Excerpts of pointing data:
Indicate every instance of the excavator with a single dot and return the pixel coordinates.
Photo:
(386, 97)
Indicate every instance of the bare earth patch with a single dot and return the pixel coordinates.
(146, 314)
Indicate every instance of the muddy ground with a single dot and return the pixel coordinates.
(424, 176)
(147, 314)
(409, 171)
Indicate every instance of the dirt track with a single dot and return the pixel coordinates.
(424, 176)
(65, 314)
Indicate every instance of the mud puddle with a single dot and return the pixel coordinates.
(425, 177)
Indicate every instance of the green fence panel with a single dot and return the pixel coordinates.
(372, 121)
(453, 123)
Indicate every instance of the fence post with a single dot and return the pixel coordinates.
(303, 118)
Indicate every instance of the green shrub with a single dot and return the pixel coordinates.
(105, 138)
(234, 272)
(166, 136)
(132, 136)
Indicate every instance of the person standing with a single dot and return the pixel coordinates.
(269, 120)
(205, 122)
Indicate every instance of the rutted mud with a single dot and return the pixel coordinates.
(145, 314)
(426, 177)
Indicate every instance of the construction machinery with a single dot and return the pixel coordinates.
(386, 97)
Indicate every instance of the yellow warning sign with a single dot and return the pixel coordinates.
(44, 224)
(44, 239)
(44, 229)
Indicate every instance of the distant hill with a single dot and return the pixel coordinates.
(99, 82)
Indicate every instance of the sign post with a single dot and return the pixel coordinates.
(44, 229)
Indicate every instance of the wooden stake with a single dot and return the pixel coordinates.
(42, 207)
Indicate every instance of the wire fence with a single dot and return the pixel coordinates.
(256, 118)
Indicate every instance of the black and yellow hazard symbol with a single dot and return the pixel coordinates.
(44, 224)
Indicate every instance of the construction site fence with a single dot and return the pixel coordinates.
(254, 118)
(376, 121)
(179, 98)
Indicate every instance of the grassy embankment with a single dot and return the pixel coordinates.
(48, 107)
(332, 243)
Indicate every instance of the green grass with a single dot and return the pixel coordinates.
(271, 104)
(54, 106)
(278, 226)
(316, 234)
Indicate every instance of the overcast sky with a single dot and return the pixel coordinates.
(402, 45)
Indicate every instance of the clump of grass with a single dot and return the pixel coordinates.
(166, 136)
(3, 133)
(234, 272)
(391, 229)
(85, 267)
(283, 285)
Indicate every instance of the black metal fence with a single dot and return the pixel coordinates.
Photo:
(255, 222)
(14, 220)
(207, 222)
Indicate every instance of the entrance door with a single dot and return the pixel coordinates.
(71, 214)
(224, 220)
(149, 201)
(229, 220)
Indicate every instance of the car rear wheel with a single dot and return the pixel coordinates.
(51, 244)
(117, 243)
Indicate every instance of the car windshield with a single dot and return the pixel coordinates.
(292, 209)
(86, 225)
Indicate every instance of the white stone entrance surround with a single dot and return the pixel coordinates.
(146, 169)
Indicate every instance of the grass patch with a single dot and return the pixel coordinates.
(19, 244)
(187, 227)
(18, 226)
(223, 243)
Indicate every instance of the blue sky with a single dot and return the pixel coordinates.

* _INSTRUCTIONS TO FOLLOW_
Put every line of the records above into a JSON list of strings, one string per line, leaving out any blank lines.

* _RESPONSE_
[
  "Indicate every instance of the excavator with a single dot and return the pixel coordinates.",
  "Photo:",
  "(386, 97)",
  "Indicate every instance of the bare earth patch with a single dot and return the pixel coordinates.",
  "(146, 314)",
  "Indicate every instance of the muddy ground with a single dot and return the pixel coordinates.",
  "(424, 176)",
  "(147, 314)",
  "(409, 171)",
  "Indicate every instance of the dirt track with a single dot and return the pixel coordinates.",
  "(424, 176)",
  "(65, 314)",
  "Indicate every instance of the mud puddle with a single dot and return the pixel coordinates.",
  "(425, 177)",
  "Indicate every instance of the green fence panel with a single dot and return the pixel coordinates.",
  "(372, 121)",
  "(453, 123)",
  "Indicate every instance of the fence post with a single dot and return the pixel coordinates.",
  "(303, 118)",
  "Indicate every instance of the green shrub with a single dot and return the pixel coordinates.",
  "(105, 138)",
  "(234, 272)",
  "(166, 136)",
  "(132, 136)",
  "Indicate every instance of the person standing with a single dot and return the pixel coordinates.",
  "(269, 120)",
  "(205, 122)",
  "Indicate every instance of the rutted mud with a single dot and return the pixel coordinates.",
  "(145, 314)",
  "(426, 177)",
  "Indicate every instance of the construction machinery with a single dot and return the pixel coordinates.",
  "(386, 97)",
  "Indicate every instance of the yellow warning sign with a single dot and return the pixel coordinates.",
  "(44, 224)",
  "(44, 239)",
  "(44, 229)",
  "Indicate every instance of the distant hill with a single dot and return the pixel coordinates.",
  "(99, 82)",
  "Indicate every instance of the sign post with a single dot and return the pixel coordinates.",
  "(44, 229)",
  "Indicate every instance of the wooden stake with a single dot and return the pixel coordinates.",
  "(42, 207)",
  "Indicate every instance of the wire fence with a single dot and return the pixel coordinates.",
  "(256, 118)",
  "Indicate every instance of the black and yellow hazard symbol with a single dot and return the pixel coordinates.",
  "(44, 224)",
  "Indicate every instance of the construction site fence with a single dot and return the pixel coordinates.",
  "(254, 118)",
  "(376, 121)",
  "(179, 98)",
  "Indicate every instance of the grassy embankment with a single dot and return the pixel coordinates.",
  "(48, 107)",
  "(332, 243)",
  "Indicate every instance of the green grass with a single dot and return the pixel coordinates.",
  "(271, 104)",
  "(54, 106)",
  "(278, 226)",
  "(316, 234)",
  "Indicate every instance of the overcast sky with a single dot and return the pixel coordinates.",
  "(402, 45)",
  "Indicate every instance of the clump of grass with a single dot and return the pixel coordinates.",
  "(166, 136)",
  "(3, 133)",
  "(234, 272)",
  "(391, 229)",
  "(85, 267)",
  "(283, 285)",
  "Indicate every instance of the black metal fence with a single dot and return the pixel coordinates.",
  "Photo:",
  "(255, 222)",
  "(14, 220)",
  "(207, 222)",
  "Indicate every instance of the entrance door with a single dot and return the pixel coordinates.",
  "(71, 214)",
  "(224, 220)",
  "(149, 201)",
  "(229, 220)",
  "Indicate every instance of the car rear wheel with a single dot and return the pixel coordinates.",
  "(51, 244)",
  "(117, 243)",
  "Indicate every instance of the car windshield with a single dot and return the pixel coordinates.",
  "(292, 209)",
  "(86, 225)",
  "Indicate every instance of the white stone entrance surround with a single dot and return the pixel coordinates.",
  "(146, 169)",
  "Indicate every instance of the grass patch with a single dot and return the pixel coordinates.",
  "(19, 244)",
  "(187, 227)",
  "(18, 226)",
  "(223, 243)",
  "Indicate every instance of the blue sky with a single dot and return the pixel coordinates."
]